[Coordinate labeling records]
----------

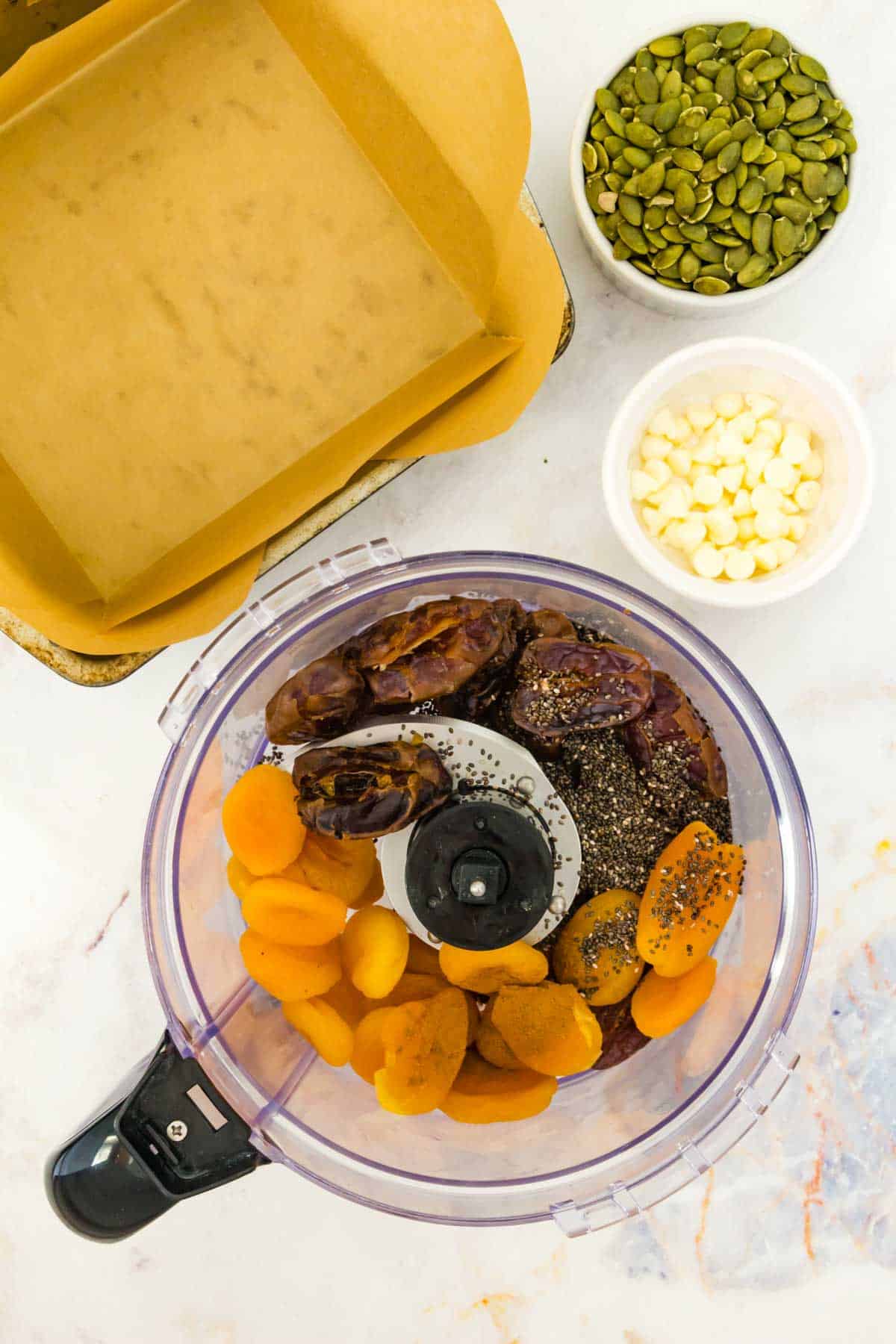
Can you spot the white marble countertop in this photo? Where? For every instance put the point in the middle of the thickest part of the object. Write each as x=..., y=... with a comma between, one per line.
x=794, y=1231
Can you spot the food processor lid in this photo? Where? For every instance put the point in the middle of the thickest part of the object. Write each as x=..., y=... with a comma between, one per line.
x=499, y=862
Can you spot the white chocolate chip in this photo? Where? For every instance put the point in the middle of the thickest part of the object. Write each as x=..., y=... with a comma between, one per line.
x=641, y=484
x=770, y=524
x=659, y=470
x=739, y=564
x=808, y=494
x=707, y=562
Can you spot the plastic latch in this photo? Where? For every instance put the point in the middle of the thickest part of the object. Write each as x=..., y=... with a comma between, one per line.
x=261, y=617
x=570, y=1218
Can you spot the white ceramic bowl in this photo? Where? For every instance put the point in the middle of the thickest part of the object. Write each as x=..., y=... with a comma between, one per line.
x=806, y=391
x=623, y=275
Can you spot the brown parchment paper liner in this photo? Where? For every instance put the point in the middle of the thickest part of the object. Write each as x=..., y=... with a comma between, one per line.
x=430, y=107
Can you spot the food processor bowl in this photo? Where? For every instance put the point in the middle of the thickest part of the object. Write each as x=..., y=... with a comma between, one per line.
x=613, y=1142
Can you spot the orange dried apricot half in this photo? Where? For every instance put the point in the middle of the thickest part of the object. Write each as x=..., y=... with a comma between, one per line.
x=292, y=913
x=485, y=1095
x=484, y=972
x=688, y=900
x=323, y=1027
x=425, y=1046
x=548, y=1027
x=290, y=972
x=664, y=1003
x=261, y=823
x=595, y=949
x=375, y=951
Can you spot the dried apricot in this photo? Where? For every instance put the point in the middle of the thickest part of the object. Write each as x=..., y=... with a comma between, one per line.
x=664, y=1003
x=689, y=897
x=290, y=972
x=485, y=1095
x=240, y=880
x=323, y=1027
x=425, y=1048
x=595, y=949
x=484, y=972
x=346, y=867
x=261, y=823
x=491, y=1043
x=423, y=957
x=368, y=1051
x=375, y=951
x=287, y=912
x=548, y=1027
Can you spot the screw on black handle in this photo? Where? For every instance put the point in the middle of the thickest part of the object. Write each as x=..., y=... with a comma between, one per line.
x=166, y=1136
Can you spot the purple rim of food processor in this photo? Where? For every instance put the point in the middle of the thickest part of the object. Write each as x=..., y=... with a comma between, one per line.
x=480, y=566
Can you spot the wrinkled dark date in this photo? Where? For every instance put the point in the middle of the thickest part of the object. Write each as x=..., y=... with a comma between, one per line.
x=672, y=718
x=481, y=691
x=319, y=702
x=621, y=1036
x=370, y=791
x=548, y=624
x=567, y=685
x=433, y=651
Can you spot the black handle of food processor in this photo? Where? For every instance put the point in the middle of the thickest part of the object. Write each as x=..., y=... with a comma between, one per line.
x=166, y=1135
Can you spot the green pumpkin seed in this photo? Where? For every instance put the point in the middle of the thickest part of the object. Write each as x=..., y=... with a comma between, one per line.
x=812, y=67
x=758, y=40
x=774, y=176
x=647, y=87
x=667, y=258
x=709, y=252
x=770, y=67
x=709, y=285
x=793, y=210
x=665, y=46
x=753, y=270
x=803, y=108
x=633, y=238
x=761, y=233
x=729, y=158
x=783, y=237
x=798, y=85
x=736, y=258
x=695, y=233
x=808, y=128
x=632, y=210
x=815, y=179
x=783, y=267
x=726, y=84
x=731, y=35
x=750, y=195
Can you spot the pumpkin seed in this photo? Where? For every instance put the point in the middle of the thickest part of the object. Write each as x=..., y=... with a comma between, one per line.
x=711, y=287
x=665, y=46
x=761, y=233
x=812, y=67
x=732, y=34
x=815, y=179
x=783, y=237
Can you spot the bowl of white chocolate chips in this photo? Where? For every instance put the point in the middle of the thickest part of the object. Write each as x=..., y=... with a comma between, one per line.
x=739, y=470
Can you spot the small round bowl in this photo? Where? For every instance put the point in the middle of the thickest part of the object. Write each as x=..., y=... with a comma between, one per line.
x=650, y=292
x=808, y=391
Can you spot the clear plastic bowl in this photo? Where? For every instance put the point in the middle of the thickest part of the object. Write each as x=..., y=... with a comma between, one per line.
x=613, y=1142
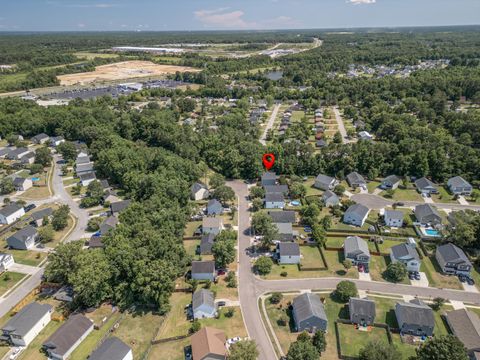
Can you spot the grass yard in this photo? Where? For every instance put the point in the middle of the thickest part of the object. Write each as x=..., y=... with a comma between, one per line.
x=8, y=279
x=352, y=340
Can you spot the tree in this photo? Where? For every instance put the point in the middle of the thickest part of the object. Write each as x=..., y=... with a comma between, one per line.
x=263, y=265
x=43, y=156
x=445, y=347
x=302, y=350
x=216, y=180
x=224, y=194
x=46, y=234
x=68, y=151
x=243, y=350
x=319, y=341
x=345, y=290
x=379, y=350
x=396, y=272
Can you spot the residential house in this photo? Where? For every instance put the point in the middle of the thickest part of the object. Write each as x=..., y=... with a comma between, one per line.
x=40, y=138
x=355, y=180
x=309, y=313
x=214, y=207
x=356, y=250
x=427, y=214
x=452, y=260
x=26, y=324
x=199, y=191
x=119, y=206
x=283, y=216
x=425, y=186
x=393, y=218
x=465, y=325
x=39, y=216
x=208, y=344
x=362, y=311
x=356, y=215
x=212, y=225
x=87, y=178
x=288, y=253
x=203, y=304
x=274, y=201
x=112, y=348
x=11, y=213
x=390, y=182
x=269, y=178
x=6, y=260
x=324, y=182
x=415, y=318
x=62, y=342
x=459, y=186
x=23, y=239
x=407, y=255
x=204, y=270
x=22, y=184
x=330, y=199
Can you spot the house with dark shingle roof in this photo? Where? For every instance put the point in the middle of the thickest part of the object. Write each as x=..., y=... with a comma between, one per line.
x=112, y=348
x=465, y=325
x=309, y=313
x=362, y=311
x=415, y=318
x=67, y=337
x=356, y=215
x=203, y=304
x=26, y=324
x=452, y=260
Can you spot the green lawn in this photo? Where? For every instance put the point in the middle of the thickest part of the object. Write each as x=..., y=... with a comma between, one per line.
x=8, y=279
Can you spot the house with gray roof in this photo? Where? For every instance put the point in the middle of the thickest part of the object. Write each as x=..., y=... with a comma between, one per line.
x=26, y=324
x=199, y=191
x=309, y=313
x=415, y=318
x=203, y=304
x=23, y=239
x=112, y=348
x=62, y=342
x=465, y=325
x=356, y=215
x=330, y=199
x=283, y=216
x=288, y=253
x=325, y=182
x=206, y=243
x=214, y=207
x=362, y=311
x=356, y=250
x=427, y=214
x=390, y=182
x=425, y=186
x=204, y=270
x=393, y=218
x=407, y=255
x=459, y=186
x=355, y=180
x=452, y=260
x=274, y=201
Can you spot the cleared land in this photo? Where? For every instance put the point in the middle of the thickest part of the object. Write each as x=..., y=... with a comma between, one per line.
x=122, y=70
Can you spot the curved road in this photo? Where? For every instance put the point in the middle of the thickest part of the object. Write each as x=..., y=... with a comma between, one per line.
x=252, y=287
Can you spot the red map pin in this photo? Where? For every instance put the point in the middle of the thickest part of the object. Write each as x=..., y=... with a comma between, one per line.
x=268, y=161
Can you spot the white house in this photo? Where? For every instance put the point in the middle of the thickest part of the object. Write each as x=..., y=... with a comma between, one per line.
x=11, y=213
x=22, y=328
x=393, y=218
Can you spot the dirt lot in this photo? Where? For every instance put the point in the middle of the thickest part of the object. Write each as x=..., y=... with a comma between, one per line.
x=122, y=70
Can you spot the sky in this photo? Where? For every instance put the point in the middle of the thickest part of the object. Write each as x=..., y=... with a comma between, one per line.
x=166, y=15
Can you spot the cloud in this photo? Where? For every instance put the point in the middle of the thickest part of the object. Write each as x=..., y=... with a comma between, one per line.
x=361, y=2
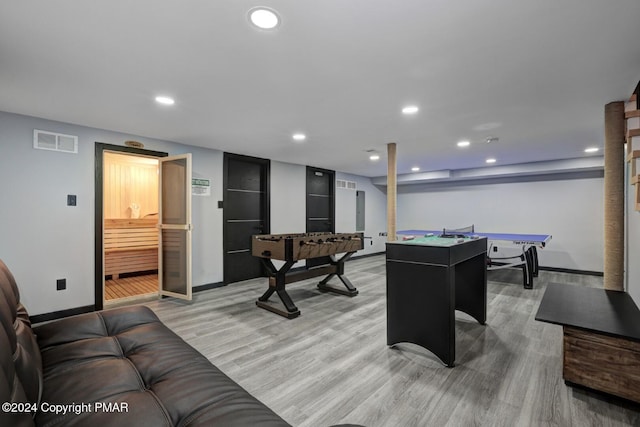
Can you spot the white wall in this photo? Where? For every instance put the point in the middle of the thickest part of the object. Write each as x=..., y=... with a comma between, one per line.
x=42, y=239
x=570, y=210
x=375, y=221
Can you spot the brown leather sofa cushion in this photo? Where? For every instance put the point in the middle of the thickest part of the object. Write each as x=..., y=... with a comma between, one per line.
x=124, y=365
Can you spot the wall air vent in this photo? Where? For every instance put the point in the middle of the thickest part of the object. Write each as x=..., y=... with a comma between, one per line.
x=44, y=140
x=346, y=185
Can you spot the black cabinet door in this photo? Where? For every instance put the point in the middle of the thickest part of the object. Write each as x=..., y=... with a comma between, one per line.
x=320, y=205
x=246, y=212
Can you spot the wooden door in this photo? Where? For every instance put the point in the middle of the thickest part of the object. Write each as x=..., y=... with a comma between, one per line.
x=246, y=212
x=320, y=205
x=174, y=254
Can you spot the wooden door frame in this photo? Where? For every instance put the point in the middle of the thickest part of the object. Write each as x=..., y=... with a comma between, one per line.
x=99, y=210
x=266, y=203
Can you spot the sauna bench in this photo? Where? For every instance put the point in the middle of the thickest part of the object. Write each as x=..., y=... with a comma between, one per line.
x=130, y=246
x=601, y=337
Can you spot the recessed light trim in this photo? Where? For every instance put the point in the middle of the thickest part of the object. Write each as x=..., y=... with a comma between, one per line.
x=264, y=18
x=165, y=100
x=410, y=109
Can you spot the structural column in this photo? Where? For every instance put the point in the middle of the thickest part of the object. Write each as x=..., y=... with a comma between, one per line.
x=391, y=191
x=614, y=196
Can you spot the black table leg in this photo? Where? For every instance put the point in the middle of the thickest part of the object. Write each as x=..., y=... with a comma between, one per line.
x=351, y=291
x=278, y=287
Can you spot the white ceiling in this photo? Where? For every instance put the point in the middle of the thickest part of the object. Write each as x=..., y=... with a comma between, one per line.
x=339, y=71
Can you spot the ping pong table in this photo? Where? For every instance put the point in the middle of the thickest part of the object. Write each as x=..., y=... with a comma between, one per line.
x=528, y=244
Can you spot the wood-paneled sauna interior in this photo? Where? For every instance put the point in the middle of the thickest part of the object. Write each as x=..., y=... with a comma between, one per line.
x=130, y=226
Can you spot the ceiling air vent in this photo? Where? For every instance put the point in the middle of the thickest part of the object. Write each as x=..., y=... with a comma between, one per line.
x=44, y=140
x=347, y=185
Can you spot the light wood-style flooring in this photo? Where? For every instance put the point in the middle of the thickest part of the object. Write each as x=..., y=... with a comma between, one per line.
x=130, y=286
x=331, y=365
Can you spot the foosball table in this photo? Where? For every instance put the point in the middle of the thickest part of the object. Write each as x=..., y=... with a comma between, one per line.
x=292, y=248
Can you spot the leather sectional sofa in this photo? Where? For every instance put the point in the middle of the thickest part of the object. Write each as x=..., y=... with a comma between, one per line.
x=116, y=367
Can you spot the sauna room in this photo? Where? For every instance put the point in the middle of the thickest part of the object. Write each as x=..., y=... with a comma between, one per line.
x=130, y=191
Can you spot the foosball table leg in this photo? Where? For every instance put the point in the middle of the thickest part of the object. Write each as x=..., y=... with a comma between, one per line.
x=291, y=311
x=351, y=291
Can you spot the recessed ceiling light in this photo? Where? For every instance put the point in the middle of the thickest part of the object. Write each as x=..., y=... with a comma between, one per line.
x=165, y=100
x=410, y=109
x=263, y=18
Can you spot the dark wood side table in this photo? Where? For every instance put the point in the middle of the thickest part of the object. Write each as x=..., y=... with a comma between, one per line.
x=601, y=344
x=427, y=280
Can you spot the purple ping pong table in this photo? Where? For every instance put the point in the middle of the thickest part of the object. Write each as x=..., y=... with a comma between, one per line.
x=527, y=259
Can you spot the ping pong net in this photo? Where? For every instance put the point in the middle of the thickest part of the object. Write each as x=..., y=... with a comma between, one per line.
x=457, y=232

----------

WHAT YOU ARE ASKED TO DO: Swap "thickest" for "widest" in the lines between the one holding "Can you spot the white ceramic" and the one holding "x=166, y=1136", inclusive. Reproduce only those lines, with everything else left unchanged.

ANSWER IN FULL:
Can you spot the white ceramic bowl in this photo? Where? For every instance put the point in the middle of the widest part of the object. Write each as x=..., y=... with a comma between, one per line.
x=806, y=391
x=623, y=275
Can you spot the brown parchment paper liner in this photo? Where? For every instance put the point in the middle of the widest part of the object. Write each as x=..., y=... with a comma between, one per line.
x=430, y=107
Can you spot the food processor bowl in this photo? Where? For every instance put the point in the middle of the widest part of the object. Write each as x=..., y=... with a comma between, one per line.
x=613, y=1142
Can you spot the orange dried apricot half in this photo? Where? For every instance put the point in the middle of the widest part of the object. Write each as x=..., y=... with a comma between, one per line.
x=292, y=913
x=485, y=1095
x=484, y=972
x=688, y=900
x=323, y=1027
x=425, y=1046
x=548, y=1027
x=290, y=972
x=664, y=1003
x=261, y=823
x=595, y=949
x=375, y=951
Can you spot the dried apricot in this photo? Where? For every instance put the point in the middle of the widest part of the object. Write each as x=..., y=... with a comma between, one per line.
x=664, y=1003
x=689, y=897
x=290, y=972
x=485, y=1095
x=240, y=880
x=323, y=1027
x=425, y=1048
x=595, y=949
x=484, y=972
x=346, y=867
x=261, y=823
x=491, y=1043
x=423, y=957
x=368, y=1051
x=375, y=951
x=287, y=912
x=548, y=1027
Can you spot the screw on black handle in this photo? Where? For every instance put the point in the middle of the widest part of the object. Write each as x=..., y=... with a comma between, one per line.
x=166, y=1136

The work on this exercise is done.